___ FRAGMENT TEKSTU

Juergen Klopp, jego chłopcy ubrani w czerwone koszulki i kibice cudnie śpiewający na Anfield są ożywczym powiewem w rozgrywkach, których trzy dekady temu z okładem ci sami kibice byli największym zagrożeniem.
Liverpool swego czasu był europejskim dominatorem
ZBIGNIEW MUCHA
Po 11 latach The Reds znów są w finale najważniejszych klubowych rozgrywek świata. Znów dotarli na szczyt i znów nie są faworytem, jak w 2007 roku, kiedy ulegli Milanowi, i w 2005, kiedy Włochów w cudowny sposób pokonali. W porównaniu jednak ze stambulską legendą różni ich kilka rzeczy – mają trenera, którego nie tylko ceni, ale i kocha świat, plus jeszcze zawodnika, o którym mówi się, że albo już jest the best, czyli lepszy od Messiego i Ronaldo, albo za chwilę będzie. Drużyna triumfatorów ’05 nie miała trenera-wizjonera, zaś piłkarzy tylko takich, o których świat wcale nie marzył; z wyjątkiem Stevena Gerrarda, tyle że on akurat nie miał innych marzeń poza tym, by nigdzie się z Liverpoolu nie ruszać.

______
___ PODANE DANE

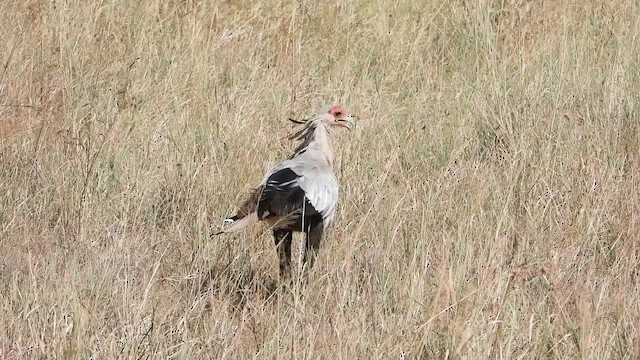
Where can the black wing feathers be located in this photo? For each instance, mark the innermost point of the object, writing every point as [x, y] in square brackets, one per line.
[281, 196]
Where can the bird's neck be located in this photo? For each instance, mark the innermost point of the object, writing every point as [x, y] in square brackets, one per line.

______

# ZADANIE PISEMNE A
Komu według fragmentu o Liverpoolu The Reds ulegli w finale w 2007 roku?
# ZADANIE PISEMNE B
Kontynuuj fragment o Liverpoolu, zaczynając zaraz po jego ostatnim zdaniu.
Dane nie mają tu nic do rzeczy.

# WYNIK KOŃCOWY A
Milanowi.

# WYNIK KOŃCOWY B
CZTERY NA OSIEM
No więc dziś znowu zmierzają ku szczytom, jakie klub zdobywał 40 lat temu i z których został niespodziewanie strącony. Jeśli później udawało mu się na nie wdrapywać, to na zasadzie cudu boskiego, o którym układa się pieśni i opowiada wnukom. Czy Klopp, Salah, Firmino, Mane, Henderson, Milner i reszta ferajny są w stanie stworzyć coś trwałego, czy będą raczej jak wypływający z macierzystego portu w Liverpoolu wspaniały Titanic i po zderzeniu z białą – madrycką – górą zatoną? A może jednak 2018 rok okaże się kolejnym milowym kamieniem w historii jednego z najważniejszych klubów świata?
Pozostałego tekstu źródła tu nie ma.